--- Start of ENTRIES PROVIDED ---

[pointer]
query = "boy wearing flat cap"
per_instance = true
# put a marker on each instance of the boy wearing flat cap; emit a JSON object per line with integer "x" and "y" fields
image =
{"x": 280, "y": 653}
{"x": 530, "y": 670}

--- End of ENTRIES PROVIDED ---

▶ **WHAT TO WORK ON**
Update the lines above so that every "flat cap" becomes "bucket hat", and leave the rest untouched.

▶ **RESULT OF THIS TASK**
[pointer]
query = "boy wearing bucket hat"
per_instance = true
# put a marker on each instance of the boy wearing bucket hat; emit a JSON object per line with integer "x" and "y" fields
image =
{"x": 280, "y": 653}
{"x": 530, "y": 670}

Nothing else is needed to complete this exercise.